_Task statement_:
Reproduce every line of the items below, from the line containing "This is a quality-assurance pass. Enumerate every driver's flat" through the end of the items, as a Markdown table with the columns Row and Line. Number the rows in order and omit blank lines.

_Data to process_:

┄┄┄┄┄┄┄┄┄┄┄┄┄┄┄┄┄┄┄┄

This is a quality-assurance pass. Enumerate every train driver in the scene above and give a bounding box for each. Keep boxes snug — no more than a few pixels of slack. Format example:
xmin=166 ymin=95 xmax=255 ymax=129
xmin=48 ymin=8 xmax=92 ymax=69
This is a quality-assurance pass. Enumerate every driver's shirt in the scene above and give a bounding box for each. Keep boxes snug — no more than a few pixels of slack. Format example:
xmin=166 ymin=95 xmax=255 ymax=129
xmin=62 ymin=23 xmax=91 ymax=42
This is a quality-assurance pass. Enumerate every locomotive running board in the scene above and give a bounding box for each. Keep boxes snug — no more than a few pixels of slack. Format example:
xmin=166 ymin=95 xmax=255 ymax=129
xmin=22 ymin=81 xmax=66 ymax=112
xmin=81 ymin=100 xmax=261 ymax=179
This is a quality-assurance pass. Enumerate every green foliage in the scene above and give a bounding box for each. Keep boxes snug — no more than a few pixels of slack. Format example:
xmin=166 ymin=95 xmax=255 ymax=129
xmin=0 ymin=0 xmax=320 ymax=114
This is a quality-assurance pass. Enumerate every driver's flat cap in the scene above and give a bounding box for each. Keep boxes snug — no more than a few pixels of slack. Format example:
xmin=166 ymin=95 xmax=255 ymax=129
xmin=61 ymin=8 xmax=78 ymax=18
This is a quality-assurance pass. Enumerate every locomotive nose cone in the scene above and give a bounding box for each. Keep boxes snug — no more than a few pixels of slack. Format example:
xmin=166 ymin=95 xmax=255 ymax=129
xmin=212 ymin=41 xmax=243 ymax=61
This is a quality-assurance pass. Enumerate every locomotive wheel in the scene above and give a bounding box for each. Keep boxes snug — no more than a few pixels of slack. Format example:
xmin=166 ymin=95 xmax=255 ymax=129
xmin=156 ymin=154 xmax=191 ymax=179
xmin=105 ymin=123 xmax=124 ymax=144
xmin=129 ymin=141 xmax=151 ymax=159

┄┄┄┄┄┄┄┄┄┄┄┄┄┄┄┄┄┄┄┄

_Response_:
| Row | Line |
|---|---|
| 1 | This is a quality-assurance pass. Enumerate every driver's flat cap in the scene above and give a bounding box for each. Keep boxes snug — no more than a few pixels of slack. Format example: |
| 2 | xmin=166 ymin=95 xmax=255 ymax=129 |
| 3 | xmin=61 ymin=8 xmax=78 ymax=18 |
| 4 | This is a quality-assurance pass. Enumerate every locomotive nose cone in the scene above and give a bounding box for each. Keep boxes snug — no more than a few pixels of slack. Format example: |
| 5 | xmin=166 ymin=95 xmax=255 ymax=129 |
| 6 | xmin=212 ymin=41 xmax=243 ymax=61 |
| 7 | This is a quality-assurance pass. Enumerate every locomotive wheel in the scene above and give a bounding box for each. Keep boxes snug — no more than a few pixels of slack. Format example: |
| 8 | xmin=166 ymin=95 xmax=255 ymax=129 |
| 9 | xmin=156 ymin=154 xmax=191 ymax=179 |
| 10 | xmin=105 ymin=123 xmax=124 ymax=144 |
| 11 | xmin=129 ymin=141 xmax=151 ymax=159 |